His wife, Marion (Dusser de Barenne) Kilson, said the cause was congestive heart failure.

A son of a Methodist minister, Kilson was a prolific writer, an expert on ethnic politics in Africa and the United States, and a mentor to generations of students, among them writer, teacher and philosopher Cornel West.

He also found vigorous public debate irresistible during his nearly 40 years as a professor of government at Harvard.

“Lord, oh, Lord, Brother Kilson loved combat,” West said in a telephone interview.

Henry Louis Gates Jr., the Harvard professor, writer and filmmaker, wrote of Kilson in an email, “He prided himself on the role of the gadfly, challenging hierarchies, speaking truth to power and arguing against the grain, all in the name of the pursuit of veritas.”

Kilson, an avowed integrationist, was already teaching courses in African politics in the 1960s when black students were starting to assert themselves on predominantly white campuses like Harvard.

“Naturally, the Negro wants to lay down the conditions and call the shots, something done for him by the white liberal in an earlier day,” Kilson told The Harvard Crimson in 1964. “His friendship is not spurned but merely held in abeyance, giving us both time to think over what is going on inside and outside of us.”

Kilson was a faculty sponsor of the Harvard-Radcliffe Association of African and Afro-American Students. But after the university’s Afro-American studies department was established in 1969, he became disenchanted with its governance, criticizing it as lacking academic rigor and maintaining that it had become an enclave for radical black students.

“Black solidarity forces are distinctly anti-intellectual and anti-achievement in orientation,” he wrote in a provocative essay about Harvard in The New York Times Magazine in 1973. “They indulge in the ‘black magic’ of nationalism, believing that miracles are possible if Negroes display fidelity to black nationalism or separatism and its anti-white attitudes, rituals and symbols.”

Kilson argued that the radical politics of separatists was an academic dead end.

■ **INFORMATION PROVIDED**
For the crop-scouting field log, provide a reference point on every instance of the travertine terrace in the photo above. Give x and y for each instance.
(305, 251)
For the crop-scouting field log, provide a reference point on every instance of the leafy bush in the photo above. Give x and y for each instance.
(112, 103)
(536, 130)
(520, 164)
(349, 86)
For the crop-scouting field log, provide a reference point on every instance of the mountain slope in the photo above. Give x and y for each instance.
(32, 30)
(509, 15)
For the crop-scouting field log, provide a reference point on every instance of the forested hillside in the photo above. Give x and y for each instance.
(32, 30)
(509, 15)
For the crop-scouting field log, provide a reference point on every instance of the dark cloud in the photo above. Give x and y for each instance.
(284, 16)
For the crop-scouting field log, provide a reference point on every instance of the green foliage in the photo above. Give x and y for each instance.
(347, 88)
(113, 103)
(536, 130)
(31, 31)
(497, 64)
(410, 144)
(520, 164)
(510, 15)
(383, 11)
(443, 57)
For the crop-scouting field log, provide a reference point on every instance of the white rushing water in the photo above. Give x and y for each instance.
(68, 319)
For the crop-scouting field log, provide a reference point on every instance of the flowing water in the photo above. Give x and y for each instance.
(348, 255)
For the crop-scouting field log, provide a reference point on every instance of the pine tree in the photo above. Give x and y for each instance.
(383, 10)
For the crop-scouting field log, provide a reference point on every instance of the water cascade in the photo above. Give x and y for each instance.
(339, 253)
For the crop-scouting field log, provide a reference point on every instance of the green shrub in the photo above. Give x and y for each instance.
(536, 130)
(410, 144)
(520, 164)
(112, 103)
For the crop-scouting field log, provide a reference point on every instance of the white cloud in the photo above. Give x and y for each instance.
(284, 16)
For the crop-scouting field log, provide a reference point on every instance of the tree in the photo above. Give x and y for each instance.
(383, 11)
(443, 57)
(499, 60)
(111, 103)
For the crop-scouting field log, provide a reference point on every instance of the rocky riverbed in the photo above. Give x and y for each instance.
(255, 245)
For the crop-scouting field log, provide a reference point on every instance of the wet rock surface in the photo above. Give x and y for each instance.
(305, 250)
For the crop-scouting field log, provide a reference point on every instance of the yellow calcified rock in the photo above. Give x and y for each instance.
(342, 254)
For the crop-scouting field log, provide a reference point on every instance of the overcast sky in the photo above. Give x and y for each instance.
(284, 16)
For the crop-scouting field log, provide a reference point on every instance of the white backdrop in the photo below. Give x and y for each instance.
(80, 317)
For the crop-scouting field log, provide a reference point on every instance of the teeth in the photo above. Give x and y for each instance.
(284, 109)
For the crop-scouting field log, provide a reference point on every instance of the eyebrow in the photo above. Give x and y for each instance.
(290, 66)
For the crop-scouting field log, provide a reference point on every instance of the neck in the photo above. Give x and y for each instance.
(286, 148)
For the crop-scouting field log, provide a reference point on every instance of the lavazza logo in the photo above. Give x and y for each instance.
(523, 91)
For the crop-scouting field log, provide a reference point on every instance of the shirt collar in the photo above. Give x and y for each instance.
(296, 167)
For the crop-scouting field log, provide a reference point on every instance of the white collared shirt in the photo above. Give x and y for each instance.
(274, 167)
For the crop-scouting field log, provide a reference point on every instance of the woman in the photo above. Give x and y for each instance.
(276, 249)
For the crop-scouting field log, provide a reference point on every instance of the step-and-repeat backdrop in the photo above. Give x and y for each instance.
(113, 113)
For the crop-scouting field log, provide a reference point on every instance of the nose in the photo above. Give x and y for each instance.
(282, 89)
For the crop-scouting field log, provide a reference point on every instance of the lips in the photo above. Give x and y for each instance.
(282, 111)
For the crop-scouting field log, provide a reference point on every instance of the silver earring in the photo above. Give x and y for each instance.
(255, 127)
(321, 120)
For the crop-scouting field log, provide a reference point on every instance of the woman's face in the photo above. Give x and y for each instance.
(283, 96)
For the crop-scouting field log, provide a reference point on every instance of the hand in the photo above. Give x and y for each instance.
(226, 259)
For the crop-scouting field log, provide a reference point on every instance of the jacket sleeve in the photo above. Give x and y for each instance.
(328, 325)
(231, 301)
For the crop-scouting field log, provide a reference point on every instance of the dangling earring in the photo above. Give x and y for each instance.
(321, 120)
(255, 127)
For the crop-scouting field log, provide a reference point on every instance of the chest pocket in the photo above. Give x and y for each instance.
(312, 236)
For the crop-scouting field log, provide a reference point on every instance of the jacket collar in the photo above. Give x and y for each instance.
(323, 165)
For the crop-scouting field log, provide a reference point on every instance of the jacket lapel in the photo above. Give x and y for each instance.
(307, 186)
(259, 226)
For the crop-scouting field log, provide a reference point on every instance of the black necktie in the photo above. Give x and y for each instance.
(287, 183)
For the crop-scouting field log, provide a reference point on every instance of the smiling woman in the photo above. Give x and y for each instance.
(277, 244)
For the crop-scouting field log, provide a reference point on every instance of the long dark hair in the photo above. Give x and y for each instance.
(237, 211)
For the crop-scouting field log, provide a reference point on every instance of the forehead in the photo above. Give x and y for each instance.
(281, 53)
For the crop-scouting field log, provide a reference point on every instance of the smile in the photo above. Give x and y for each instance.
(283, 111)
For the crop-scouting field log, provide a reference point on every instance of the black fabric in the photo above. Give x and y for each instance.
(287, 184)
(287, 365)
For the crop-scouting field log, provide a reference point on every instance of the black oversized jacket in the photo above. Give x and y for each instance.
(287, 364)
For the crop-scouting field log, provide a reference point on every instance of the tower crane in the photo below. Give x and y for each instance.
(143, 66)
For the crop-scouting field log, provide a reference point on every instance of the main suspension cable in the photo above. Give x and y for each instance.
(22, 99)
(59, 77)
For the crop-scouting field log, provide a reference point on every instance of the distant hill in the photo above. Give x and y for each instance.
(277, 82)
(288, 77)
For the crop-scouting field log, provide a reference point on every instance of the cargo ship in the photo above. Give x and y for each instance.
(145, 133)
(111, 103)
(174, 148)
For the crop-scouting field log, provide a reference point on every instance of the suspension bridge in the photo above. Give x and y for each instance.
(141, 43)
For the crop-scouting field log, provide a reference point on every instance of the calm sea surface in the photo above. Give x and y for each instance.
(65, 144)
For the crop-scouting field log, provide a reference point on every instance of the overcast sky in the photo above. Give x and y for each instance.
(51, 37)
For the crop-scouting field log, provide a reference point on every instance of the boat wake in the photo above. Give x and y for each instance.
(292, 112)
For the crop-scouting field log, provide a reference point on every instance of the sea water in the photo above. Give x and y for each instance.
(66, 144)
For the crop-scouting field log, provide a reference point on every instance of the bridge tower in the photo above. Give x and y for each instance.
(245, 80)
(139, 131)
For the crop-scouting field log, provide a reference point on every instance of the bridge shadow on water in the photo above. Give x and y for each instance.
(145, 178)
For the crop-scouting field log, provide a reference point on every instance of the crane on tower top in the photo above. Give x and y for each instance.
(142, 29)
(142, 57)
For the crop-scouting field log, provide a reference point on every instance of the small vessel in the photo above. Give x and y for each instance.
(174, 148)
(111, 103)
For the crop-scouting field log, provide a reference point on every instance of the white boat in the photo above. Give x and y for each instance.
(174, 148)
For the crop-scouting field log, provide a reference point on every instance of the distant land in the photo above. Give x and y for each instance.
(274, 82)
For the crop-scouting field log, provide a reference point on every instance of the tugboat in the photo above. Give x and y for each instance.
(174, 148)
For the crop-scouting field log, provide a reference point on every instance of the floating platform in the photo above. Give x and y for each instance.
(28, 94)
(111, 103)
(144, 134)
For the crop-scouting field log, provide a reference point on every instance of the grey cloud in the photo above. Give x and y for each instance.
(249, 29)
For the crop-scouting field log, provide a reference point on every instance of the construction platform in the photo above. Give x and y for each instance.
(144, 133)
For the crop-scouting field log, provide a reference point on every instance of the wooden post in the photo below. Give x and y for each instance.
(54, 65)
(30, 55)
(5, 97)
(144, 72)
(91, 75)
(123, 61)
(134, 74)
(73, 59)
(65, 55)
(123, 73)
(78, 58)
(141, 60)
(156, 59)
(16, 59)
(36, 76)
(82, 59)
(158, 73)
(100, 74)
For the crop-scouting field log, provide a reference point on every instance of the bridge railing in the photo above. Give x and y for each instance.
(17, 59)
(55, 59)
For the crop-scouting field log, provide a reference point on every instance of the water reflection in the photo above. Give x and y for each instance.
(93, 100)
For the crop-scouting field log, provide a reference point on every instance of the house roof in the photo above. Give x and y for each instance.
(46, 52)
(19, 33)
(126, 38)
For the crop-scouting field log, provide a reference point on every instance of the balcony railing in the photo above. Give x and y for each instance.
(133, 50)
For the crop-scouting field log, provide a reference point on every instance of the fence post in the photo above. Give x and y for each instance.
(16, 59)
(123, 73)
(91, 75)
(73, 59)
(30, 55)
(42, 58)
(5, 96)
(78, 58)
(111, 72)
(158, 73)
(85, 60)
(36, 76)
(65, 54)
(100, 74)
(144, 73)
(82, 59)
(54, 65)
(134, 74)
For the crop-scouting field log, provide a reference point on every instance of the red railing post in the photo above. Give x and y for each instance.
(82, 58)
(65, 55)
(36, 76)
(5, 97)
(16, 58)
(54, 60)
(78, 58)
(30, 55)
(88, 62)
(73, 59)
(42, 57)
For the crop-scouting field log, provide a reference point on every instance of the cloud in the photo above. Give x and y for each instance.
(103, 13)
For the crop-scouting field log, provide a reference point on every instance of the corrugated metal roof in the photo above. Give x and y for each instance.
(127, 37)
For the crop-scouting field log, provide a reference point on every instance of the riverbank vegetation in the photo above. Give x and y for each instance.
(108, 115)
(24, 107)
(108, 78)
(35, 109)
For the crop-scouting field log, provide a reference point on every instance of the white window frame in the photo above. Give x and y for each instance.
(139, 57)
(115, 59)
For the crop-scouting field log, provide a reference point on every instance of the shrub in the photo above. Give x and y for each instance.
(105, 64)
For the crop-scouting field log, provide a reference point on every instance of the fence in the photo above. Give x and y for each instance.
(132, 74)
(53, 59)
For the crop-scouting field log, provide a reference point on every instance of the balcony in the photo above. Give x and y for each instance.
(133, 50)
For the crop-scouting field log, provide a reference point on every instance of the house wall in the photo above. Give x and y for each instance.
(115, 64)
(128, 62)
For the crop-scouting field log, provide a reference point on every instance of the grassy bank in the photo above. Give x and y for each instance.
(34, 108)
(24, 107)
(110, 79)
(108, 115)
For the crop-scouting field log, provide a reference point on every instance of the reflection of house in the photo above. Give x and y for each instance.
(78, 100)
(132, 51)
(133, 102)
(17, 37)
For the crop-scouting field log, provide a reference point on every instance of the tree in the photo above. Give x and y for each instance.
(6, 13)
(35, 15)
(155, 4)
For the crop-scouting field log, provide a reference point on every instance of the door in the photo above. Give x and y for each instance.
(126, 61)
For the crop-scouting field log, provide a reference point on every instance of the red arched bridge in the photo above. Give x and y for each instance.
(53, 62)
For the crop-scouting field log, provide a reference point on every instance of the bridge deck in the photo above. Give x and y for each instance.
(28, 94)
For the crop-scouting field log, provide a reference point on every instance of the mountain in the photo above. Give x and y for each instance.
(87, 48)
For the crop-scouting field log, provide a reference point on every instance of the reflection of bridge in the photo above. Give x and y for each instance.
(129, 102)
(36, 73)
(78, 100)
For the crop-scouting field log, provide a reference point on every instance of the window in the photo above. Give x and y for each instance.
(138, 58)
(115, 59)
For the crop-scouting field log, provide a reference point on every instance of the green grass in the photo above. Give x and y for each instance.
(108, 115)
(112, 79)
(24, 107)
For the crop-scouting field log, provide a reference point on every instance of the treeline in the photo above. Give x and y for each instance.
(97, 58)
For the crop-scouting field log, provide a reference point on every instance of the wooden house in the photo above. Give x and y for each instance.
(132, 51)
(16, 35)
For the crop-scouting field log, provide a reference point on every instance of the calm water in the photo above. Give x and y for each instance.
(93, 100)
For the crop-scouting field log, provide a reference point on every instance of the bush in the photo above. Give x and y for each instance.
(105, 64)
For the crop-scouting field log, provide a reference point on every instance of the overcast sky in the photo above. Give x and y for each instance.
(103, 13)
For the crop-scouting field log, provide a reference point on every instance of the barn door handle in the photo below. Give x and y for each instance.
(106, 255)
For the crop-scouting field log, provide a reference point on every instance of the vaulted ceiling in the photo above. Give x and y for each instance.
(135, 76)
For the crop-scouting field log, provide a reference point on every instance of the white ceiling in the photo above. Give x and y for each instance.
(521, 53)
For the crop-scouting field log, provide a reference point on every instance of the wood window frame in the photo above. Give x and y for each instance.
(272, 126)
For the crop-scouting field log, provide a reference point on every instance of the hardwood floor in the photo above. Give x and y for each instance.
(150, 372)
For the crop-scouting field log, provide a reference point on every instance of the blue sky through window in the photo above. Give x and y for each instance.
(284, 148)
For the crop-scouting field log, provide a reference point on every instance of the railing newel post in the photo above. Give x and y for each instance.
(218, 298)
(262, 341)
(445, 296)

■ **TASKS TO CARRY OUT**
A) Decide whether each statement agrees with the passage about Kilson: (i) Kilson spent nearly 40 years as a professor of government at Harvard; (ii) Kilson's father was a Baptist minister; (iii) Kilson's essay in The New York Times Magazine came out in 1973. Give yes or no for each, and quote the text's deciding words.
B) Please write a continuation of the passage about Kilson, starting after its final sentence.
The records have nothing to do with the passage about Kilson.

■ **RESPONSES FOR EACH TASK**
A)
(i) Yes: "during his nearly 40 years as a professor of government at Harvard"
(ii) No: "A son of a Methodist minister"
(iii) Yes: "he wrote in a provocative essay about Harvard in The New York Times Magazine in 1973"

B)
“It took extraordinary courage in 1969 to challenge Black Panther and black power rhetoric,” the Rev. Eugene Rivers III, a former student of Kilson’s, said in a telephone interview. “And he was right.”

But critics of the professor — including Ewart Guinier, the founding chairman of the Afro-American studies department — disagreed with both his methodologies and his conclusions.

During a debate broadcast by a New York City television station in late 1973, Guinier was scornful of Kilson, saying he “shouts loudly about rigorous thought, standards and superior white universities, all the while encouraging people to think of him as a major scholar.”

Kilson responded, “I am certainly not as much of an ideologue as Ewart Guinier.”

Decades later, in “A Companion to African American Studies” (2016), edited by Lewis Gordon and Jane Ann Gordon, Kilson wrote that Harvard’s Afro-American studies department did not flower until the 1990s, when Gates became its chairman.

He described Gates as a “top-rank academic-entrepreneurial black scholar.”

Martin Luther Kilson Jr. was born Feb. 14, 1931, in East Rutherford, New Jersey, and grew up in Ambler, Pennsylvania, a factory town north of Philadelphia. His mother, Louisa (Laws) Kilson, was a homemaker. Martin Sr. was not the only minister in the family; there were preachers on both sides, including young Martin’s great-great-grandfather, Isaac Lee, a freed black who founded an African Methodist Episcopal church in Maryland in 1848.

Kilson encountered Du Bois, the pioneering urban sociologist who was a founder of the NAACP, as a freshman at Lincoln University, a historically black college in Oxford, Pennsylvania. Du Bois had come to the campus to encourage its students to become part of the educated, community-based black leadership he called “The Talented Tenth,” calling on them to help improve the lives of needy black people.

Du Bois remained an influence throughout Kilson’s career. In his book “Transformation of the African American Intelligentsia, 1880-2012” (2014), he wrote that it is “a moral imperative for today’s variant of Du Bois’ ‘Talented Tenth’ to mobilize its new socioeconomic and political resources to help ameliorate some of the social crises that now plague about 40 percent of African American families.”

After receiving his master’s degree and Ph.D. in political science from Harvard, he did field work in Sierra Leone under a Ford Foundation fellowship, studying the political system in that country as it shifted from British control to independence in 1961.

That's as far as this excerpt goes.